### Document section
Hello Dave,

On a properly managed Grouse Moor you will seldom find Heather that comes up much higher than mid calf heightso perhaps about 12" tall. When it gets to this height it is usually marked down as ready for the next burning. Burning removes all the vegetation above ground level and permits fresh regeneration from the rootstocks well underground. Every Moor is partially burned each season thus ensuring that there is always a fresh supply of young leaves for the Grouse to feed on. Generally but but not always a broad swathe of vegetation surrounding the area to be burned is cut and cleared of vegetation the idea being to make a fire break, then the heather inside the box is burned.

This has to be carefully controlled as if it got out of hand it can devastate a moor which will take a decade or more to recover. Most Grouse Moors are a very long way from water supplies and the fire services have very great difficulty in accessing these moorlands with vehicles carrying water. Having been involved in putting a couple of these blazes out in the past I can tell you it is hard and dangerous work.

### Entries provided
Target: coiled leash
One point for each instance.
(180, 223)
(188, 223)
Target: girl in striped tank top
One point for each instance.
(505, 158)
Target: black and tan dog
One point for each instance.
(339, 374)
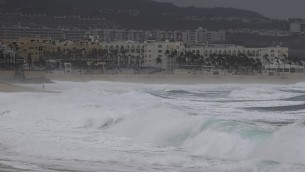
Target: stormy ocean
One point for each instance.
(111, 126)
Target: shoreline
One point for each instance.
(157, 79)
(180, 79)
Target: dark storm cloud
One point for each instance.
(269, 8)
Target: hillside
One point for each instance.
(131, 14)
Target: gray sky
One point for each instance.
(270, 8)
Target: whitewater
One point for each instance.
(114, 126)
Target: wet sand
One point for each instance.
(5, 87)
(181, 79)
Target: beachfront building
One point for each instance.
(148, 54)
(159, 54)
(201, 35)
(267, 55)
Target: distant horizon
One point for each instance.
(281, 9)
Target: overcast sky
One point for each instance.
(270, 8)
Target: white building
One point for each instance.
(157, 54)
(201, 35)
(266, 55)
(297, 27)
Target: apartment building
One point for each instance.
(201, 35)
(265, 54)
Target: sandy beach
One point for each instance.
(5, 87)
(180, 79)
(160, 79)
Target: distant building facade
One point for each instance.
(201, 35)
(151, 53)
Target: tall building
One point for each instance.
(201, 35)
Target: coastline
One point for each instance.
(180, 79)
(155, 79)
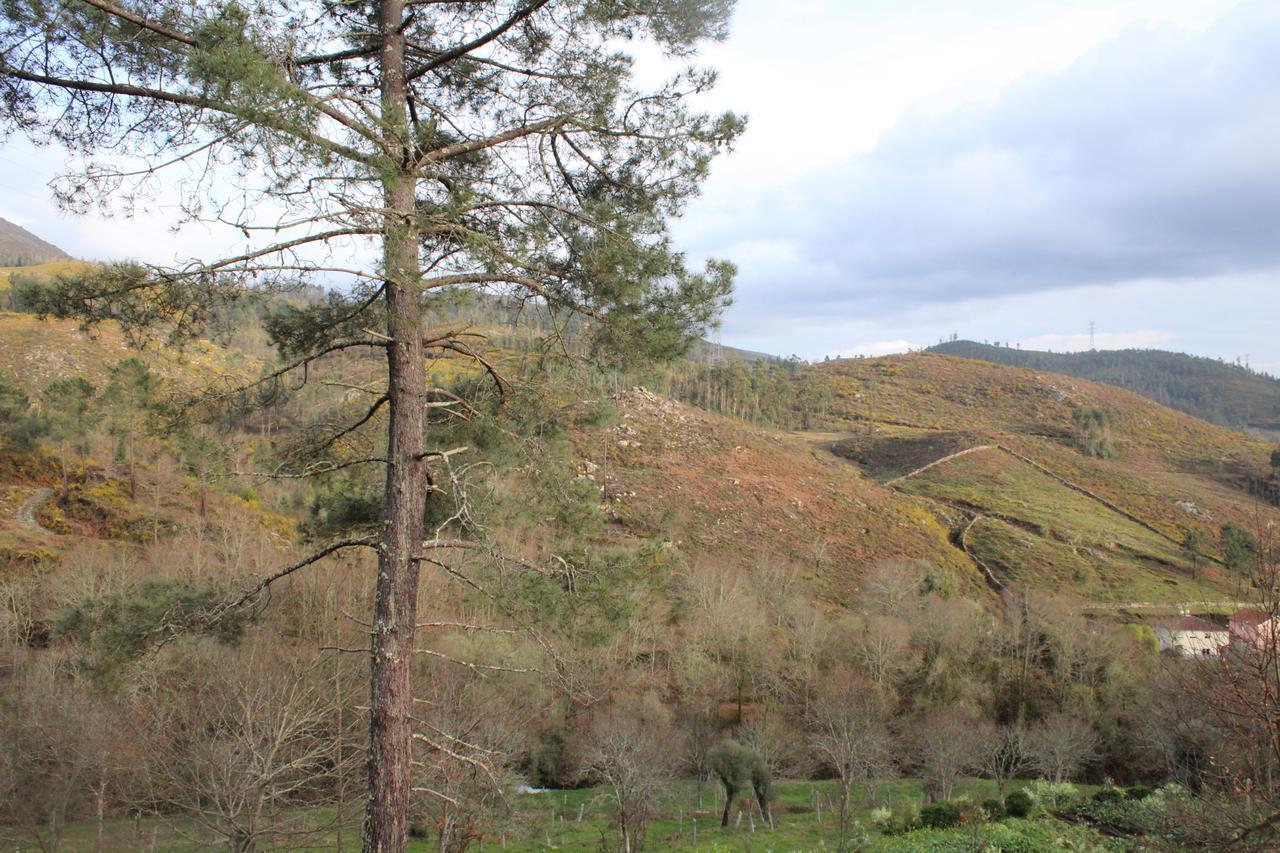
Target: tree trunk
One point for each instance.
(396, 592)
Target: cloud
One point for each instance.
(1156, 155)
(1139, 340)
(874, 349)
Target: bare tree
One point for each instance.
(945, 746)
(849, 733)
(246, 740)
(882, 648)
(406, 149)
(1061, 746)
(739, 769)
(894, 587)
(698, 731)
(1006, 753)
(629, 751)
(1229, 710)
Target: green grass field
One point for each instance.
(579, 820)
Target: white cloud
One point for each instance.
(873, 349)
(1137, 340)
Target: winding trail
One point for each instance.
(940, 461)
(992, 580)
(26, 515)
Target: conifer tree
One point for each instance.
(410, 147)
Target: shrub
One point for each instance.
(881, 816)
(1019, 803)
(1050, 794)
(944, 815)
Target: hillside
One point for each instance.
(1221, 393)
(970, 468)
(996, 451)
(19, 247)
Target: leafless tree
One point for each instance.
(849, 733)
(698, 733)
(246, 740)
(1230, 708)
(627, 749)
(945, 746)
(882, 648)
(1006, 753)
(1061, 746)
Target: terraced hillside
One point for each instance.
(997, 454)
(972, 468)
(1223, 393)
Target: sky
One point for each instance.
(1004, 170)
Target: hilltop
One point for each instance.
(1215, 391)
(999, 454)
(972, 468)
(19, 247)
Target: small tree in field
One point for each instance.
(408, 150)
(741, 769)
(1061, 746)
(946, 744)
(1006, 756)
(631, 755)
(849, 733)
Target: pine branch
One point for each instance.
(462, 50)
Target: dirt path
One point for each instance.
(940, 461)
(26, 515)
(992, 580)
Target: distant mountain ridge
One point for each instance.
(19, 247)
(1221, 393)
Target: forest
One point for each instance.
(423, 516)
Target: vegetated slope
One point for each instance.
(19, 247)
(46, 507)
(728, 492)
(1047, 511)
(1221, 393)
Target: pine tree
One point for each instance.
(469, 145)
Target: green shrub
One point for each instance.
(1019, 803)
(944, 815)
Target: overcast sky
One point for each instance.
(1000, 169)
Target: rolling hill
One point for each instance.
(969, 466)
(1219, 392)
(995, 452)
(19, 247)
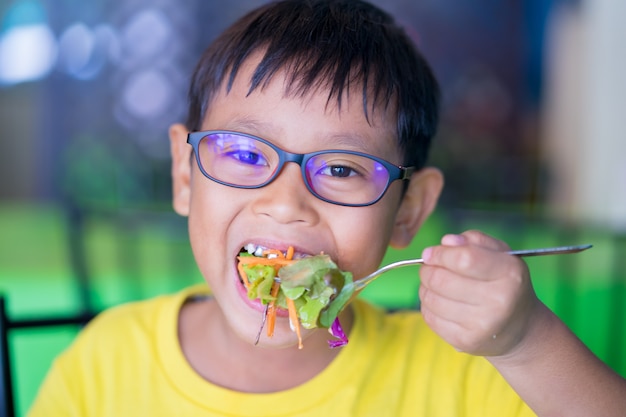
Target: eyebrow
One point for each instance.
(338, 140)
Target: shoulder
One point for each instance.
(137, 321)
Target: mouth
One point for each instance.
(310, 290)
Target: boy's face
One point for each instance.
(284, 213)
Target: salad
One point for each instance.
(312, 289)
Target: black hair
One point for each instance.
(333, 44)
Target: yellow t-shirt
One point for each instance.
(128, 362)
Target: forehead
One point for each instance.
(353, 102)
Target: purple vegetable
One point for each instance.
(337, 332)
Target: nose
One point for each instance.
(287, 199)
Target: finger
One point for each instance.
(473, 261)
(478, 238)
(452, 286)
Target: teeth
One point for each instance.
(255, 250)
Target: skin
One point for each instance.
(217, 336)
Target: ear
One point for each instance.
(418, 203)
(181, 169)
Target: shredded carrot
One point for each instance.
(276, 252)
(243, 275)
(271, 312)
(293, 318)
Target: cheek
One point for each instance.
(363, 240)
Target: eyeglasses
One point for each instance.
(342, 177)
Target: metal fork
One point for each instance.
(363, 282)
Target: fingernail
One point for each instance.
(453, 240)
(426, 254)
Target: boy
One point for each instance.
(287, 81)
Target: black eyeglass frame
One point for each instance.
(396, 172)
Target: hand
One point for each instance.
(475, 296)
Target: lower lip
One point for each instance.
(256, 303)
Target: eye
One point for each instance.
(247, 157)
(338, 171)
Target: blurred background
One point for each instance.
(531, 142)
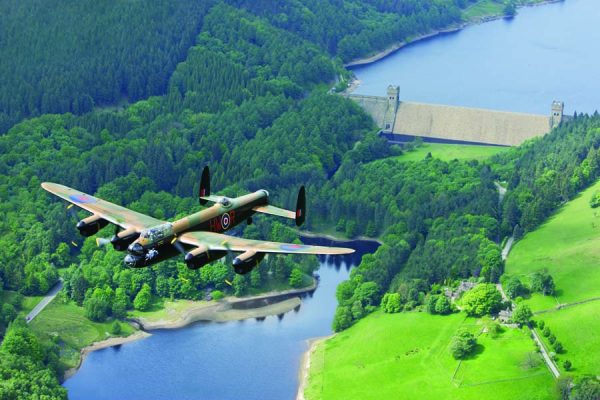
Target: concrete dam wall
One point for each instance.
(450, 123)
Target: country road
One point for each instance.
(507, 247)
(547, 358)
(45, 301)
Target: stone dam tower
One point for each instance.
(402, 120)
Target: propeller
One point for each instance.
(178, 245)
(101, 242)
(72, 212)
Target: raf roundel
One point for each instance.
(225, 220)
(83, 198)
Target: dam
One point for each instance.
(400, 121)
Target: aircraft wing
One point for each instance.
(113, 213)
(217, 241)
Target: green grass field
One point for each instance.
(581, 344)
(74, 330)
(448, 152)
(568, 245)
(406, 356)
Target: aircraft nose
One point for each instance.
(135, 248)
(130, 260)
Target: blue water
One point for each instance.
(545, 53)
(235, 360)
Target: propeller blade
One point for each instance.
(101, 242)
(225, 243)
(72, 212)
(178, 245)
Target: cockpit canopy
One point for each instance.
(225, 202)
(157, 233)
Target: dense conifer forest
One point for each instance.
(241, 86)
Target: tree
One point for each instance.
(115, 328)
(481, 300)
(558, 347)
(143, 298)
(357, 310)
(342, 318)
(443, 306)
(595, 199)
(217, 295)
(542, 282)
(239, 285)
(120, 303)
(588, 389)
(463, 344)
(391, 303)
(514, 287)
(431, 302)
(522, 314)
(296, 278)
(96, 305)
(541, 324)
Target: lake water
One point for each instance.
(545, 53)
(235, 360)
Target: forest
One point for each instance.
(73, 57)
(243, 87)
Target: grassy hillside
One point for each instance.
(581, 344)
(68, 323)
(406, 355)
(568, 245)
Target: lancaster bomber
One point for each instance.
(198, 237)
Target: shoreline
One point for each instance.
(305, 364)
(225, 310)
(312, 235)
(103, 344)
(220, 311)
(355, 83)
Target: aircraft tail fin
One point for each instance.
(204, 194)
(299, 215)
(301, 206)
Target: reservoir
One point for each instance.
(546, 53)
(251, 359)
(522, 64)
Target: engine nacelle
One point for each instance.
(246, 261)
(123, 239)
(200, 256)
(91, 225)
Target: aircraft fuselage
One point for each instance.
(158, 243)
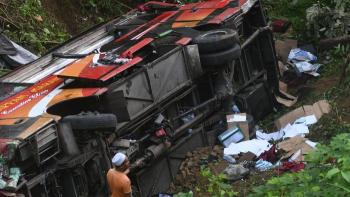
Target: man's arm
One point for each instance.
(127, 188)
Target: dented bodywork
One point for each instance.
(145, 84)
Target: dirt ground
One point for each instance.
(190, 178)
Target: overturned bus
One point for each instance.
(154, 83)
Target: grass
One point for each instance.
(31, 26)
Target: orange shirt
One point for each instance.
(119, 183)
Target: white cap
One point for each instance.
(118, 159)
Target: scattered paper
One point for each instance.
(301, 55)
(295, 130)
(269, 136)
(307, 120)
(255, 146)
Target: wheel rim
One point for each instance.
(222, 32)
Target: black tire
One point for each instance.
(216, 40)
(220, 58)
(92, 121)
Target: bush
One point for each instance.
(327, 174)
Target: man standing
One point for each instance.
(118, 181)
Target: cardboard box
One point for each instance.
(318, 109)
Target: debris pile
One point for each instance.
(246, 155)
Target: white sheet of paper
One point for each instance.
(255, 146)
(307, 120)
(238, 118)
(269, 136)
(294, 130)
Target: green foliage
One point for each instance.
(217, 185)
(105, 8)
(342, 54)
(329, 20)
(294, 11)
(327, 173)
(33, 27)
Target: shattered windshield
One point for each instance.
(7, 90)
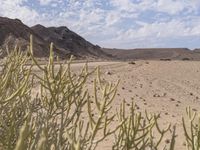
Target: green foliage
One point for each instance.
(193, 134)
(64, 115)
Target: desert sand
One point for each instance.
(165, 87)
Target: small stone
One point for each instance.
(194, 109)
(167, 141)
(172, 99)
(108, 73)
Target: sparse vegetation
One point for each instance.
(186, 59)
(64, 115)
(165, 59)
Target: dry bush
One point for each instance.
(61, 116)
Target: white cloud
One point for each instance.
(15, 9)
(47, 2)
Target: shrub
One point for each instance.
(185, 59)
(64, 115)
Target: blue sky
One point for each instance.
(116, 23)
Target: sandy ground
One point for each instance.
(165, 87)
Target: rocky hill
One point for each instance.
(14, 32)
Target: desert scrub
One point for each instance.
(192, 130)
(65, 115)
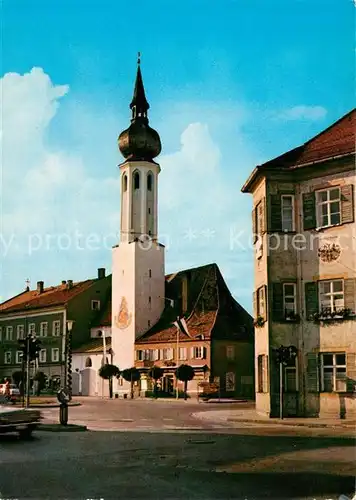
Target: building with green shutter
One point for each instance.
(305, 275)
(44, 312)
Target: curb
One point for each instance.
(62, 428)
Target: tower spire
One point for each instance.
(139, 104)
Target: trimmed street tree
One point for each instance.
(108, 372)
(185, 373)
(155, 373)
(131, 375)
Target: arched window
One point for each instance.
(136, 180)
(149, 182)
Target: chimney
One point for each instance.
(101, 273)
(184, 294)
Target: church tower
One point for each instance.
(138, 279)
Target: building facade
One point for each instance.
(44, 313)
(305, 275)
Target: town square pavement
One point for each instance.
(159, 450)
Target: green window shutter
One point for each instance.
(275, 213)
(350, 294)
(347, 204)
(309, 213)
(254, 215)
(312, 372)
(351, 372)
(264, 298)
(277, 302)
(311, 298)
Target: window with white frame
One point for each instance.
(182, 353)
(42, 357)
(55, 354)
(230, 352)
(291, 376)
(19, 355)
(9, 330)
(44, 329)
(331, 295)
(289, 300)
(198, 352)
(328, 203)
(20, 330)
(56, 328)
(287, 207)
(333, 372)
(95, 305)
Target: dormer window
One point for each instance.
(136, 180)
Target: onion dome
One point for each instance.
(139, 141)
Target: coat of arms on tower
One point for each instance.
(329, 252)
(123, 319)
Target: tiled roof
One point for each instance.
(336, 140)
(211, 312)
(95, 346)
(50, 297)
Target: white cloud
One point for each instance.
(302, 112)
(49, 195)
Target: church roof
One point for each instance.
(211, 310)
(52, 296)
(335, 141)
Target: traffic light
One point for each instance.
(22, 345)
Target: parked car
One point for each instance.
(21, 420)
(14, 392)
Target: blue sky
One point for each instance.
(230, 84)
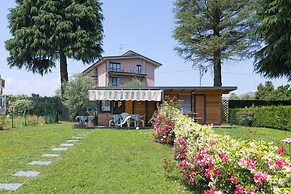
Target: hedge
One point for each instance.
(277, 117)
(214, 164)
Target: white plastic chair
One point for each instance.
(114, 120)
(136, 119)
(125, 118)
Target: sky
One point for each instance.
(144, 26)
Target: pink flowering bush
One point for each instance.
(213, 163)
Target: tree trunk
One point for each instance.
(217, 53)
(217, 69)
(64, 79)
(63, 70)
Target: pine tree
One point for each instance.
(44, 31)
(273, 60)
(210, 31)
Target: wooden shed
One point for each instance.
(201, 103)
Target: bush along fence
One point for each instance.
(214, 164)
(278, 117)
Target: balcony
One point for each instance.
(129, 72)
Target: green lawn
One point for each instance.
(252, 133)
(104, 161)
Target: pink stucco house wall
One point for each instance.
(117, 70)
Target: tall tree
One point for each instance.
(273, 60)
(44, 31)
(210, 31)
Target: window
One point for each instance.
(118, 107)
(114, 66)
(114, 81)
(105, 106)
(186, 103)
(138, 68)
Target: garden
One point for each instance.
(208, 162)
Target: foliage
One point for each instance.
(164, 123)
(3, 122)
(269, 92)
(129, 150)
(273, 60)
(256, 133)
(278, 117)
(44, 31)
(40, 105)
(21, 106)
(76, 97)
(233, 96)
(219, 164)
(44, 105)
(135, 82)
(211, 31)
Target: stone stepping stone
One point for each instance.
(26, 173)
(10, 187)
(67, 144)
(59, 149)
(42, 163)
(77, 137)
(72, 140)
(51, 155)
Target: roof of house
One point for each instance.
(224, 89)
(128, 55)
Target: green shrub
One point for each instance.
(278, 117)
(3, 122)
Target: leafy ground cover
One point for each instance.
(104, 161)
(254, 133)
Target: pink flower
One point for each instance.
(208, 192)
(223, 157)
(280, 150)
(191, 174)
(234, 180)
(253, 192)
(210, 164)
(212, 143)
(252, 164)
(182, 163)
(287, 140)
(216, 172)
(207, 173)
(201, 163)
(260, 177)
(280, 163)
(239, 190)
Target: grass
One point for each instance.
(252, 133)
(104, 161)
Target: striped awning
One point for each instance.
(131, 95)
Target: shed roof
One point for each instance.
(128, 55)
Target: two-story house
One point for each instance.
(109, 75)
(117, 70)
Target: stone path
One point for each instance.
(51, 155)
(10, 187)
(72, 140)
(41, 163)
(67, 144)
(59, 149)
(26, 174)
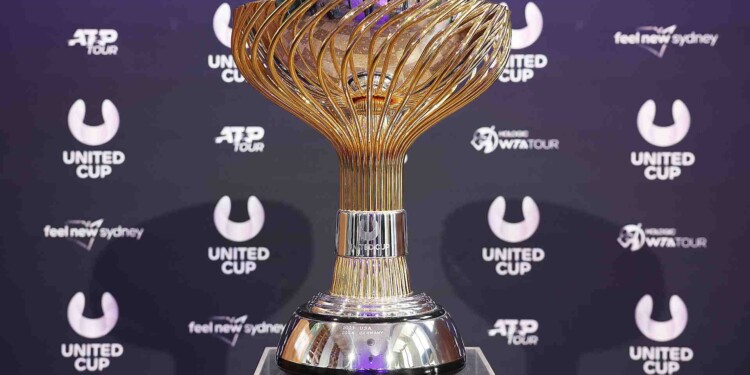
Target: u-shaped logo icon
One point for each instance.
(221, 24)
(369, 228)
(242, 231)
(513, 232)
(663, 136)
(96, 327)
(526, 36)
(93, 135)
(661, 331)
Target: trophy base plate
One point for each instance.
(315, 343)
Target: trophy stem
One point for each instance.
(370, 277)
(371, 182)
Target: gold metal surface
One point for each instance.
(371, 80)
(371, 83)
(370, 277)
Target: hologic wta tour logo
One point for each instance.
(511, 260)
(98, 42)
(517, 331)
(84, 232)
(92, 356)
(656, 39)
(229, 328)
(93, 164)
(224, 62)
(635, 237)
(242, 138)
(238, 260)
(661, 359)
(487, 140)
(663, 165)
(522, 67)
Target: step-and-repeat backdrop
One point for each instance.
(587, 215)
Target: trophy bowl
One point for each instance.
(371, 76)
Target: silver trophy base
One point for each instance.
(407, 335)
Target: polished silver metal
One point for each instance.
(476, 363)
(371, 234)
(323, 343)
(380, 308)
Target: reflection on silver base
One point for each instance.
(382, 341)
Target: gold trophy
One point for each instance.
(371, 76)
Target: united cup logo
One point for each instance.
(239, 231)
(515, 260)
(96, 356)
(661, 359)
(523, 67)
(93, 164)
(224, 62)
(513, 232)
(238, 260)
(663, 165)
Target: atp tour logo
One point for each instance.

### Work to complete
- A) In the text on grouse moor burning, how tall is heather usually when it is marked down for the next burning?
- B) List the results of controlled burning that the text on grouse moor burning gives.
- C) Please carry the text on grouse moor burning on from where it stops.
The material is separate from the text on grouse moor burning.

### Solved problems
- A) About 12 inches, or mid-calf height.

- B)
- It removes all the vegetation above ground level.
- It permits fresh regeneration from the rootstocks well underground.
- Because every moor is partly burned each season, it keeps a fresh supply of young leaves for the grouse to feed on.

- C)
Left alone Heather can grow up to four or five feet in height, but by then it is very 'leggy' and damned difficult to get through. You usually only see this in clearings when the surrounding land has been afforested, a sad fate in the past for many a grouse moor. Each year part of my consultancy work is carried out on Grouse Moors in the Counties of Durham and Northumberland. Tomorrow if the weather is fine I'll get some pictures of the patch burning from one of them that I am due to visit. Burning is usually carried out from late October through to March, depending on the weather and access to the moors, often difficult in winter weather.

Harry


Biology is the only science where multiplication can be achieved by division.